Begin

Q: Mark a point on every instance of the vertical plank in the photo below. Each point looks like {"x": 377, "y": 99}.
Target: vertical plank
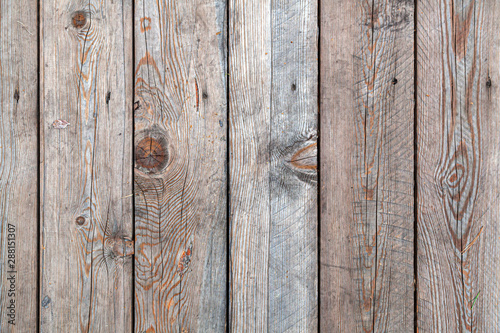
{"x": 458, "y": 144}
{"x": 366, "y": 107}
{"x": 180, "y": 165}
{"x": 18, "y": 165}
{"x": 86, "y": 81}
{"x": 273, "y": 50}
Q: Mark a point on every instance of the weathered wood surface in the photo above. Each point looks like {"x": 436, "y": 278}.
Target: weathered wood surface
{"x": 18, "y": 165}
{"x": 366, "y": 103}
{"x": 86, "y": 166}
{"x": 180, "y": 166}
{"x": 458, "y": 166}
{"x": 273, "y": 50}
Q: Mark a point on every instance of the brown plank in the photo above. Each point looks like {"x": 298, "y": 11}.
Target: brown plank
{"x": 180, "y": 166}
{"x": 366, "y": 108}
{"x": 86, "y": 207}
{"x": 273, "y": 50}
{"x": 458, "y": 166}
{"x": 18, "y": 165}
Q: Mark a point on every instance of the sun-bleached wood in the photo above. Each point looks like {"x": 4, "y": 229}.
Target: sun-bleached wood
{"x": 458, "y": 165}
{"x": 367, "y": 185}
{"x": 180, "y": 166}
{"x": 273, "y": 50}
{"x": 86, "y": 166}
{"x": 18, "y": 165}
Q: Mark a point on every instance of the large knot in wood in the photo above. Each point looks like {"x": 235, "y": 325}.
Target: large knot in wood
{"x": 151, "y": 153}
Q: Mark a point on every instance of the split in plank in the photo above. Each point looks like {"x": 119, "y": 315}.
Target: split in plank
{"x": 458, "y": 165}
{"x": 180, "y": 166}
{"x": 273, "y": 75}
{"x": 18, "y": 165}
{"x": 367, "y": 184}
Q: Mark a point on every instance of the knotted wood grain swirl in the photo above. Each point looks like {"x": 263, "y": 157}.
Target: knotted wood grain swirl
{"x": 459, "y": 164}
{"x": 86, "y": 231}
{"x": 178, "y": 152}
{"x": 382, "y": 193}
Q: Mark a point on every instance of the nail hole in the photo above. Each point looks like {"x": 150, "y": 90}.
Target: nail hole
{"x": 80, "y": 220}
{"x": 79, "y": 19}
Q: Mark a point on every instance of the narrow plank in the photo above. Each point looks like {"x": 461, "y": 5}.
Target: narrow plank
{"x": 273, "y": 50}
{"x": 458, "y": 166}
{"x": 180, "y": 165}
{"x": 86, "y": 212}
{"x": 18, "y": 165}
{"x": 366, "y": 107}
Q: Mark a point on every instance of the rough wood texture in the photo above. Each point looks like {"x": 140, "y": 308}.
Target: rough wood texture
{"x": 458, "y": 166}
{"x": 273, "y": 130}
{"x": 180, "y": 166}
{"x": 366, "y": 168}
{"x": 18, "y": 165}
{"x": 86, "y": 246}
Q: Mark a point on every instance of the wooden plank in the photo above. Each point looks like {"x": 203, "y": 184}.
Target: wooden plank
{"x": 180, "y": 165}
{"x": 458, "y": 166}
{"x": 366, "y": 107}
{"x": 273, "y": 63}
{"x": 18, "y": 165}
{"x": 86, "y": 227}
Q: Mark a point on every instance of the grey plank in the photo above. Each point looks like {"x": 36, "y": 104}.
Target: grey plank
{"x": 180, "y": 162}
{"x": 18, "y": 165}
{"x": 86, "y": 212}
{"x": 273, "y": 50}
{"x": 458, "y": 144}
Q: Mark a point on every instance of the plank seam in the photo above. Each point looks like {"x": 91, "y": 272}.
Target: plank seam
{"x": 415, "y": 171}
{"x": 132, "y": 310}
{"x": 318, "y": 170}
{"x": 228, "y": 180}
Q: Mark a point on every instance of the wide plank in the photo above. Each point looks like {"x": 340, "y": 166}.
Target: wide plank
{"x": 180, "y": 166}
{"x": 458, "y": 166}
{"x": 273, "y": 95}
{"x": 86, "y": 166}
{"x": 18, "y": 165}
{"x": 367, "y": 184}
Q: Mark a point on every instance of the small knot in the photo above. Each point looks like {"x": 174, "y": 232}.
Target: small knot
{"x": 80, "y": 220}
{"x": 151, "y": 154}
{"x": 123, "y": 247}
{"x": 79, "y": 20}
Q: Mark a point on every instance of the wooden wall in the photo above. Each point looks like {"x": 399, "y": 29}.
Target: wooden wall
{"x": 249, "y": 166}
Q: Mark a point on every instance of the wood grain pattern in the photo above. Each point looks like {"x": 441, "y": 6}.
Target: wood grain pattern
{"x": 458, "y": 166}
{"x": 367, "y": 182}
{"x": 18, "y": 165}
{"x": 86, "y": 139}
{"x": 273, "y": 131}
{"x": 180, "y": 166}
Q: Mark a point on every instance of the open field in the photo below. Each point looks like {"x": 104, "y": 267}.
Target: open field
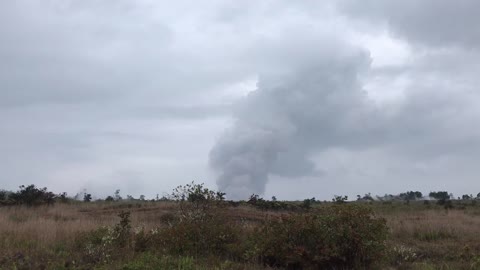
{"x": 421, "y": 236}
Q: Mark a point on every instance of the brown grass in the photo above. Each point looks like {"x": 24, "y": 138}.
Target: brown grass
{"x": 439, "y": 237}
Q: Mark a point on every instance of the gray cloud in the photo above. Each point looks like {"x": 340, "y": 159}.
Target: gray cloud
{"x": 432, "y": 23}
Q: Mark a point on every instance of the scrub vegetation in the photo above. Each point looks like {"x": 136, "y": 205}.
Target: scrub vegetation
{"x": 196, "y": 228}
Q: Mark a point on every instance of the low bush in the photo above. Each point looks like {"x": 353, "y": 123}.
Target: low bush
{"x": 338, "y": 236}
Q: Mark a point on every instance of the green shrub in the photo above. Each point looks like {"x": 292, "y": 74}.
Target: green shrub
{"x": 338, "y": 236}
{"x": 152, "y": 262}
{"x": 201, "y": 227}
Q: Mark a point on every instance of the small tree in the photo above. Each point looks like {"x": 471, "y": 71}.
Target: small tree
{"x": 440, "y": 195}
{"x": 32, "y": 196}
{"x": 340, "y": 199}
{"x": 87, "y": 197}
{"x": 196, "y": 201}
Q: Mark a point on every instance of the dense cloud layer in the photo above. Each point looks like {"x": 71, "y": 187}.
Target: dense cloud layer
{"x": 286, "y": 98}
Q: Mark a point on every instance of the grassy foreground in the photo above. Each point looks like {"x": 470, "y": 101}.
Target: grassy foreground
{"x": 176, "y": 235}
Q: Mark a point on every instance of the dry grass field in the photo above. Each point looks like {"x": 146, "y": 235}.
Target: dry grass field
{"x": 46, "y": 237}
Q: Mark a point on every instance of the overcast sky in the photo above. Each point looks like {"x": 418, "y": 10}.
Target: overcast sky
{"x": 294, "y": 99}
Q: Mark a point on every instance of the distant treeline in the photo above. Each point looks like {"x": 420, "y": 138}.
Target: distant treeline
{"x": 33, "y": 196}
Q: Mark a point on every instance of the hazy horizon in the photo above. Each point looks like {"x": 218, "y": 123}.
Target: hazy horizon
{"x": 293, "y": 99}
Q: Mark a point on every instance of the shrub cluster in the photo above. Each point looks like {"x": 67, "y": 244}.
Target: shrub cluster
{"x": 32, "y": 196}
{"x": 338, "y": 236}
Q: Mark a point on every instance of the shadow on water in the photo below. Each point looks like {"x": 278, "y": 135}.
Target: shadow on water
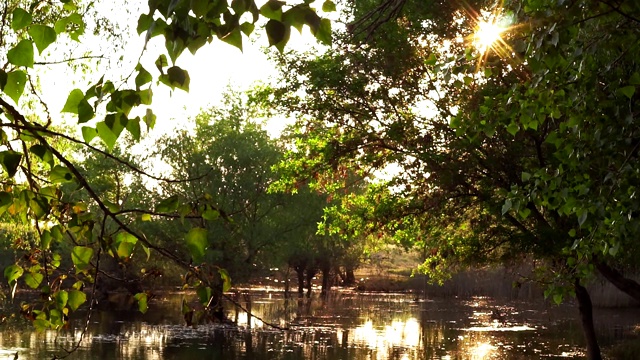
{"x": 345, "y": 325}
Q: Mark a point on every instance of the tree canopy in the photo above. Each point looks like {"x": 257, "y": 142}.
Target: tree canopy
{"x": 527, "y": 149}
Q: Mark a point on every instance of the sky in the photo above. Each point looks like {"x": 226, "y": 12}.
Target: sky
{"x": 214, "y": 68}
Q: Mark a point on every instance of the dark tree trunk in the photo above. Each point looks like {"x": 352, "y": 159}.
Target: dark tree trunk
{"x": 310, "y": 274}
{"x": 300, "y": 273}
{"x": 351, "y": 277}
{"x": 623, "y": 284}
{"x": 586, "y": 317}
{"x": 326, "y": 276}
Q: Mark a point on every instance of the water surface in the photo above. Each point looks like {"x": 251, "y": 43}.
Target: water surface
{"x": 345, "y": 325}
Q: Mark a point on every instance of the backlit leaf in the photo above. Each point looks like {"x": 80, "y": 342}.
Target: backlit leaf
{"x": 197, "y": 243}
{"x": 76, "y": 298}
{"x": 81, "y": 257}
{"x": 20, "y": 19}
{"x": 142, "y": 299}
{"x": 60, "y": 174}
{"x": 33, "y": 280}
{"x": 169, "y": 204}
{"x": 21, "y": 54}
{"x": 13, "y": 273}
{"x": 16, "y": 81}
{"x": 10, "y": 161}
{"x": 42, "y": 36}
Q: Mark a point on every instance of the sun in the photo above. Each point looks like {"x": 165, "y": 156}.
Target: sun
{"x": 487, "y": 33}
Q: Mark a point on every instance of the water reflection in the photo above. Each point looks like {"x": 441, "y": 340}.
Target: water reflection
{"x": 344, "y": 326}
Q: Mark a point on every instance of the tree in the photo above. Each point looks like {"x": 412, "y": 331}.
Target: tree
{"x": 526, "y": 150}
{"x": 84, "y": 229}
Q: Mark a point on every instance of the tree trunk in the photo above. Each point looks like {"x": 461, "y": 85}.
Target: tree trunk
{"x": 300, "y": 273}
{"x": 326, "y": 273}
{"x": 351, "y": 276}
{"x": 586, "y": 317}
{"x": 623, "y": 284}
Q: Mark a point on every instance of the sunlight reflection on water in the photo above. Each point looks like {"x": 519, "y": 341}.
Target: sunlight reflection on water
{"x": 344, "y": 326}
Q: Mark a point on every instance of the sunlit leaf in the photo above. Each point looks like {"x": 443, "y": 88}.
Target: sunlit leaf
{"x": 226, "y": 280}
{"x": 21, "y": 54}
{"x": 197, "y": 243}
{"x": 142, "y": 299}
{"x": 60, "y": 174}
{"x": 233, "y": 38}
{"x": 88, "y": 133}
{"x": 42, "y": 36}
{"x": 16, "y": 80}
{"x": 81, "y": 257}
{"x": 169, "y": 204}
{"x": 61, "y": 298}
{"x": 272, "y": 9}
{"x": 76, "y": 299}
{"x": 33, "y": 280}
{"x": 13, "y": 273}
{"x": 10, "y": 161}
{"x": 20, "y": 18}
{"x": 328, "y": 6}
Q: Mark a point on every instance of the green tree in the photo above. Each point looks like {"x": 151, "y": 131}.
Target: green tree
{"x": 528, "y": 150}
{"x": 82, "y": 229}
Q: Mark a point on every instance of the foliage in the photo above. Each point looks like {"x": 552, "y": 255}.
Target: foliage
{"x": 76, "y": 224}
{"x": 526, "y": 151}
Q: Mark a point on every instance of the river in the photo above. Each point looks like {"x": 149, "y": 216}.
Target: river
{"x": 345, "y": 325}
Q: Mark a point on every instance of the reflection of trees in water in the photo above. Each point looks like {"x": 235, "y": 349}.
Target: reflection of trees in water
{"x": 342, "y": 326}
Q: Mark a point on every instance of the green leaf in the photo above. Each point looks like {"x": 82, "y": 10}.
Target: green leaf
{"x": 13, "y": 273}
{"x": 210, "y": 214}
{"x": 76, "y": 298}
{"x": 557, "y": 298}
{"x": 507, "y": 206}
{"x": 43, "y": 153}
{"x": 33, "y": 280}
{"x": 169, "y": 204}
{"x": 88, "y": 133}
{"x": 73, "y": 100}
{"x": 20, "y": 19}
{"x": 324, "y": 32}
{"x": 133, "y": 126}
{"x": 125, "y": 243}
{"x": 149, "y": 119}
{"x": 10, "y": 161}
{"x": 143, "y": 77}
{"x": 272, "y": 9}
{"x": 176, "y": 78}
{"x": 77, "y": 104}
{"x": 61, "y": 298}
{"x": 6, "y": 200}
{"x": 142, "y": 299}
{"x": 81, "y": 257}
{"x": 226, "y": 280}
{"x": 204, "y": 294}
{"x": 627, "y": 91}
{"x": 60, "y": 174}
{"x": 582, "y": 217}
{"x": 234, "y": 38}
{"x": 16, "y": 80}
{"x": 328, "y": 6}
{"x": 247, "y": 28}
{"x": 278, "y": 34}
{"x": 3, "y": 79}
{"x": 197, "y": 243}
{"x": 43, "y": 36}
{"x": 21, "y": 54}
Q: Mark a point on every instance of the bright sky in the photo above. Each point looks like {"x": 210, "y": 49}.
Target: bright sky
{"x": 215, "y": 67}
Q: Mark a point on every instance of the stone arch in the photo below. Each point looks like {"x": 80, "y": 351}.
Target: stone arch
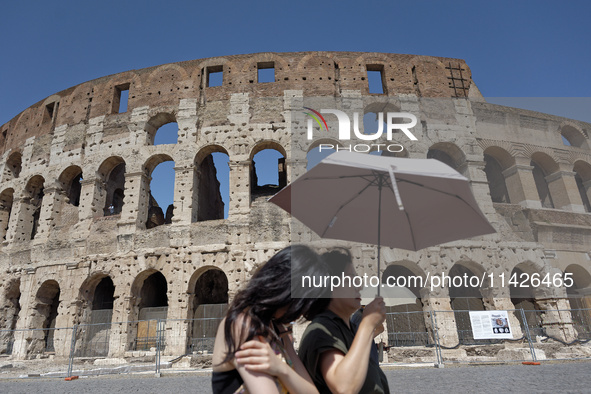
{"x": 448, "y": 153}
{"x": 574, "y": 136}
{"x": 9, "y": 314}
{"x": 156, "y": 122}
{"x": 406, "y": 322}
{"x": 496, "y": 161}
{"x": 44, "y": 314}
{"x": 13, "y": 166}
{"x": 6, "y": 202}
{"x": 543, "y": 166}
{"x": 156, "y": 216}
{"x": 112, "y": 188}
{"x": 265, "y": 190}
{"x": 208, "y": 202}
{"x": 582, "y": 171}
{"x": 97, "y": 295}
{"x": 69, "y": 181}
{"x": 209, "y": 300}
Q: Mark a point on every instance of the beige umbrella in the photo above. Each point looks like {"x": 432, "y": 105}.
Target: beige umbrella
{"x": 393, "y": 296}
{"x": 397, "y": 202}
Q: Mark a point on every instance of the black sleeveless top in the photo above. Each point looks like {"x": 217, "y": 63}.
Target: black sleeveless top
{"x": 226, "y": 382}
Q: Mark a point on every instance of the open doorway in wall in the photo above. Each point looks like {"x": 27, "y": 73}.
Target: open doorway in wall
{"x": 213, "y": 180}
{"x": 160, "y": 191}
{"x": 268, "y": 172}
{"x": 9, "y": 315}
{"x": 152, "y": 307}
{"x": 209, "y": 308}
{"x": 43, "y": 318}
{"x": 70, "y": 187}
{"x": 579, "y": 297}
{"x": 32, "y": 204}
{"x": 464, "y": 299}
{"x": 523, "y": 297}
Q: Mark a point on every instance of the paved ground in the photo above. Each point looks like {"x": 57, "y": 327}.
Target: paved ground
{"x": 572, "y": 377}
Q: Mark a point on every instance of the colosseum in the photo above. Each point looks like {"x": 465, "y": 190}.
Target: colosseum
{"x": 85, "y": 242}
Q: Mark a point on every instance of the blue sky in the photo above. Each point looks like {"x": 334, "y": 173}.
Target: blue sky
{"x": 514, "y": 48}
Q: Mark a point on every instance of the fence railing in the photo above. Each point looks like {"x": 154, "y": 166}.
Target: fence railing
{"x": 437, "y": 337}
{"x": 447, "y": 336}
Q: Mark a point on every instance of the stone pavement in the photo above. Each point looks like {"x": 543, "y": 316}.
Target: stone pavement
{"x": 572, "y": 377}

End

Problem details
Copy out the lines starting at the one containing "Q: Mark a point on every instance of the beige" and ending with the last line of the entries. Include nothing else.

Solution for this problem
Q: Mark a point on every instance of the beige umbrella in the photo above. Each point looks like {"x": 432, "y": 105}.
Target: beige umbrella
{"x": 393, "y": 296}
{"x": 397, "y": 202}
Q: Mark a point on every instance of the black sleeveless top in the photo above. Each point looks like {"x": 217, "y": 63}.
Target: black sleeveless top
{"x": 226, "y": 382}
Q: Mark a point on every instance of the open doorway in wall in the photo above. Each point looks like {"x": 27, "y": 73}.
Target: open doorway in wall
{"x": 213, "y": 180}
{"x": 160, "y": 191}
{"x": 268, "y": 172}
{"x": 9, "y": 315}
{"x": 152, "y": 307}
{"x": 209, "y": 308}
{"x": 43, "y": 318}
{"x": 70, "y": 187}
{"x": 579, "y": 297}
{"x": 32, "y": 204}
{"x": 464, "y": 299}
{"x": 523, "y": 297}
Q: Mark a point on every instance of the paved ground in the photo above. Each point looks like {"x": 57, "y": 327}.
Target: paved ground
{"x": 572, "y": 377}
Q: Mark a point on every instance of the colosseum in the photo above. Each point looks like {"x": 465, "y": 190}.
Target: colosseum
{"x": 85, "y": 242}
Q: Mark a point on every instance of the blue sky in the photo above. Each point looks like {"x": 334, "y": 173}.
Target: blue sky
{"x": 514, "y": 48}
Q: Mark a point on every instance of the fence railing in the photo above. Each point looks like {"x": 154, "y": 166}.
Target: fence railing
{"x": 437, "y": 337}
{"x": 447, "y": 336}
Q: Mark a point on every instance of the stone pavement in the photo above. Each point looks like {"x": 543, "y": 316}.
Target: stone pavement
{"x": 572, "y": 377}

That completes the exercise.